Problem | Your answer should be each line of the entries that contains the word "blazer", copied in full.

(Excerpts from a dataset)
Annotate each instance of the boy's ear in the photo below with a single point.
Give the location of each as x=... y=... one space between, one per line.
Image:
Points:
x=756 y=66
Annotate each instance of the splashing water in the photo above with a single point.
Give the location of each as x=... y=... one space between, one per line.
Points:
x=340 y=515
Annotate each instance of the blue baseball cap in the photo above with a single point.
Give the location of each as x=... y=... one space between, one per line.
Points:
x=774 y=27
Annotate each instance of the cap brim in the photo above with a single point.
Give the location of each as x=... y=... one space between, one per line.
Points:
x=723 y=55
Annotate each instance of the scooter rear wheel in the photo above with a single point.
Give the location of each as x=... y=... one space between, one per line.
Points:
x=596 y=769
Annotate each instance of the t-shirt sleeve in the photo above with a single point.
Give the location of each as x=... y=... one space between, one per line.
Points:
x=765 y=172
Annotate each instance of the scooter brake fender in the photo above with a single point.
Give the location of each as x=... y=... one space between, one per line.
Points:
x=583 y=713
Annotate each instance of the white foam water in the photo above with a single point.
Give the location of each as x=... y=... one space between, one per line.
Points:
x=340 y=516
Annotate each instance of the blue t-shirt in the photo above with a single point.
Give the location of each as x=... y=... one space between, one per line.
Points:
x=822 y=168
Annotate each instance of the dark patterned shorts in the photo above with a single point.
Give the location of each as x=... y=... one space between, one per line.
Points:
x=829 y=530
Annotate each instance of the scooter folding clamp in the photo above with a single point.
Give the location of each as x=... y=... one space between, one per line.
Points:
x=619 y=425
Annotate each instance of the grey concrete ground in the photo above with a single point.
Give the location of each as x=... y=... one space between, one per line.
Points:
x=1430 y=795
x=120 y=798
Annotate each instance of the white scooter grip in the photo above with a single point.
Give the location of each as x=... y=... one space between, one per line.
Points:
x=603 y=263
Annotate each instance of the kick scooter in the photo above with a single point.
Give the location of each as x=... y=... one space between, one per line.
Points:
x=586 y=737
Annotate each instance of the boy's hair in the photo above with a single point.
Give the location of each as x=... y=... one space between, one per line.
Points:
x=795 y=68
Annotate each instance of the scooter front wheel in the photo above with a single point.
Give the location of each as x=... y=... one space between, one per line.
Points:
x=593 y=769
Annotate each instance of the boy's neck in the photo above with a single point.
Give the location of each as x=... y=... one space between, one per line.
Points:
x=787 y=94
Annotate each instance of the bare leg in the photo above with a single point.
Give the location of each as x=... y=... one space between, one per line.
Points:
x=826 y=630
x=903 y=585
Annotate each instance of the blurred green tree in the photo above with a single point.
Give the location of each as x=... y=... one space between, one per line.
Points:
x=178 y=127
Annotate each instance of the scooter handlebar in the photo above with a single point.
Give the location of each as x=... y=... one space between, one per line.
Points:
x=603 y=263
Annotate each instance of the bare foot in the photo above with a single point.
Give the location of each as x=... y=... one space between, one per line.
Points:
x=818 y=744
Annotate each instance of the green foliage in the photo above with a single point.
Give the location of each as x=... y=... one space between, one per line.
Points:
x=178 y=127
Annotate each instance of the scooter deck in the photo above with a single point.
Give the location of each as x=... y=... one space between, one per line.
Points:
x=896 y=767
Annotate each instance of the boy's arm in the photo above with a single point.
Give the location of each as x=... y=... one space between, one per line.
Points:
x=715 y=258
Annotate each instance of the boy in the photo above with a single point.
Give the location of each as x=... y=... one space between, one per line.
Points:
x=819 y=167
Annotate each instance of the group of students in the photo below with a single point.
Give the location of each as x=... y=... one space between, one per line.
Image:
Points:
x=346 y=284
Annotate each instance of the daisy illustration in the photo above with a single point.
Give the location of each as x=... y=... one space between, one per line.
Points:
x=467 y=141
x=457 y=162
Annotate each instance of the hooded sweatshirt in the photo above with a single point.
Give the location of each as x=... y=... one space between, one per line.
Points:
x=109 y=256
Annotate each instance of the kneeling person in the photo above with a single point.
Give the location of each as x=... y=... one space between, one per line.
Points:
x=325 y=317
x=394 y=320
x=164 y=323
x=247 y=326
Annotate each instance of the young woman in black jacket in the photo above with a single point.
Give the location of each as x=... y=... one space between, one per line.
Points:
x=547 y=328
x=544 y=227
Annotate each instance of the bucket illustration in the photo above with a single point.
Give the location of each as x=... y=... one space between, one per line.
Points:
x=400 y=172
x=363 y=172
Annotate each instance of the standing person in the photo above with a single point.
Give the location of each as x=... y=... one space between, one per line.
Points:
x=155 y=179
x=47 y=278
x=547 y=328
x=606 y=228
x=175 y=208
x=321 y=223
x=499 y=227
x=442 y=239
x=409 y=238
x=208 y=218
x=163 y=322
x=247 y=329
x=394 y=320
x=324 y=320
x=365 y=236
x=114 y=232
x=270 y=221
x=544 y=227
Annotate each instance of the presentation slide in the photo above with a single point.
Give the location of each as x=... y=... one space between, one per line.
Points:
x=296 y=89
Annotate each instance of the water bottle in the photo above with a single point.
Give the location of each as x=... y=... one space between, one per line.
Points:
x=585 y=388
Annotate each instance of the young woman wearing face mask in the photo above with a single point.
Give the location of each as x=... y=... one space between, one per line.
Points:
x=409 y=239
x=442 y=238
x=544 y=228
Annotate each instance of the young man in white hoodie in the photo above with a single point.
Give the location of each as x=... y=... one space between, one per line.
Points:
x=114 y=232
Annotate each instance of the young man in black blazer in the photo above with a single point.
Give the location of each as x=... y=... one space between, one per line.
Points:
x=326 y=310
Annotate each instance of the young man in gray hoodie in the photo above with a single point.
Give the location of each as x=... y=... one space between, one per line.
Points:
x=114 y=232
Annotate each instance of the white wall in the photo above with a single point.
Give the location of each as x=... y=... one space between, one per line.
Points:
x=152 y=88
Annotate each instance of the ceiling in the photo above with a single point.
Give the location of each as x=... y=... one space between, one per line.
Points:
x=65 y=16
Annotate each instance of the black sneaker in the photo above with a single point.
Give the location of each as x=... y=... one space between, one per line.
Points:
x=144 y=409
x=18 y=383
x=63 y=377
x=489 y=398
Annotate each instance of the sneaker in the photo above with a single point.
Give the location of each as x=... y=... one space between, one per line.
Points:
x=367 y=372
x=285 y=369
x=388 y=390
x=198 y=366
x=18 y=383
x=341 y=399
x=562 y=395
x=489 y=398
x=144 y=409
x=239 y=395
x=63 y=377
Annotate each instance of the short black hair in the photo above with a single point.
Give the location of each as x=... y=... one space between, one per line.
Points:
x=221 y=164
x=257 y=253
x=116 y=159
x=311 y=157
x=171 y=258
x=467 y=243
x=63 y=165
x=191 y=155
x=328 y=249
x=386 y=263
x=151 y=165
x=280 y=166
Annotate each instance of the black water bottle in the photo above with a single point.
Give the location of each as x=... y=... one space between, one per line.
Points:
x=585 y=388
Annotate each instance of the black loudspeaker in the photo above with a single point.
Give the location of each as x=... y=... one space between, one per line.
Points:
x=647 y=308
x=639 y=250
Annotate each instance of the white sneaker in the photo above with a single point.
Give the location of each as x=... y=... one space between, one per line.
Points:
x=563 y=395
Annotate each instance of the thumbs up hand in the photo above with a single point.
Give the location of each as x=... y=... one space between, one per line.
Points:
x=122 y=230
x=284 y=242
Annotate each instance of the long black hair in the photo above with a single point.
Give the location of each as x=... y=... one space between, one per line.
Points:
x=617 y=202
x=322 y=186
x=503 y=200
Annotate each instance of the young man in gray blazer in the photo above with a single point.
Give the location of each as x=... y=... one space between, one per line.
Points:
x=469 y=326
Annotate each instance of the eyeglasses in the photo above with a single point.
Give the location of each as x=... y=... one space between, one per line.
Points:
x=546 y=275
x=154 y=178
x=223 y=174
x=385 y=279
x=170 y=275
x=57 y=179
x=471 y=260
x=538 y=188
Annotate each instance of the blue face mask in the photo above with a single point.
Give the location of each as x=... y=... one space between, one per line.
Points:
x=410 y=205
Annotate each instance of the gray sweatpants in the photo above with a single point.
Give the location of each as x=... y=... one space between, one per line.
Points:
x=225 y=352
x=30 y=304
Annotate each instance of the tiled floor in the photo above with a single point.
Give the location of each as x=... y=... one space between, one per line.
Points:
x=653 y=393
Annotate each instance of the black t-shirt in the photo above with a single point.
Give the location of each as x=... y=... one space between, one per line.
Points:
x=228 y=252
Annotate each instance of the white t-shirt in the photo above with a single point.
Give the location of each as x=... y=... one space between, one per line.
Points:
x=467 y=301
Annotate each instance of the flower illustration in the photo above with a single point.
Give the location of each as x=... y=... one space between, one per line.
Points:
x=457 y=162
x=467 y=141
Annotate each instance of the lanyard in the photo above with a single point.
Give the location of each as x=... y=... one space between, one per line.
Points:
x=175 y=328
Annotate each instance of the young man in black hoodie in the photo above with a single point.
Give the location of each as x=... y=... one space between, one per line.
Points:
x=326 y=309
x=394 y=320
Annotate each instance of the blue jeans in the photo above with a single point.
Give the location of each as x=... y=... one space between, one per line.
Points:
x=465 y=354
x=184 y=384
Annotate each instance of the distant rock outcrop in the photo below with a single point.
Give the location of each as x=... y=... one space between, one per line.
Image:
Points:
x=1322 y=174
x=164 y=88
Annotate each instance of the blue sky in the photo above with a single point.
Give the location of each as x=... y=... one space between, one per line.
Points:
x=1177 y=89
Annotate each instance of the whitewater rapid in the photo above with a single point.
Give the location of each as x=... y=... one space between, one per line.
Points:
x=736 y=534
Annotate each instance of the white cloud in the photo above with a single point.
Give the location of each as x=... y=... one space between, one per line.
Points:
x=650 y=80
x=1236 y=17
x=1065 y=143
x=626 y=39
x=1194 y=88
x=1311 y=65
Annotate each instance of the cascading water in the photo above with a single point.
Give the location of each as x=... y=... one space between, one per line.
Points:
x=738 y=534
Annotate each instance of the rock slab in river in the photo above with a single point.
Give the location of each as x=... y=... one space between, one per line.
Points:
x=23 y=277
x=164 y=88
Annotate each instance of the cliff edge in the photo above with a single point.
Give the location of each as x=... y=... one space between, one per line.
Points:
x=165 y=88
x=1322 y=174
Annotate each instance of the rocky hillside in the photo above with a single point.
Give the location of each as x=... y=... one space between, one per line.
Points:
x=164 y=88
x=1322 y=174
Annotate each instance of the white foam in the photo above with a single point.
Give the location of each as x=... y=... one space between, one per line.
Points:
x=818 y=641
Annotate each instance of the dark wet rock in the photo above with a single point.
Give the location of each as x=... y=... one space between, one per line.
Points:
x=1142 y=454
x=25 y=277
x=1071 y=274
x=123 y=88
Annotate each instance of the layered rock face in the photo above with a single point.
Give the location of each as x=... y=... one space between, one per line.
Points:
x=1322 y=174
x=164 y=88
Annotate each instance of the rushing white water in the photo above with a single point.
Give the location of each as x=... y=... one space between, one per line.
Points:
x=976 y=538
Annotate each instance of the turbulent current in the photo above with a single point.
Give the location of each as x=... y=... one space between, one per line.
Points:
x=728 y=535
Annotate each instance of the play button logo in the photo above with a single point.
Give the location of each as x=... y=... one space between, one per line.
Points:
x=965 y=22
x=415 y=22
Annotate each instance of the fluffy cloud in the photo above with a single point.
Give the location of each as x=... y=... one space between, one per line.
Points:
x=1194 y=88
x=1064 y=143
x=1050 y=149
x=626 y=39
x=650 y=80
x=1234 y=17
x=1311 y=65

Answer box |
Annotate each instance of the young man in black blazer in the photo above with a single point.
Annotate each instance of the young man in gray blazer in the photo above with a single point.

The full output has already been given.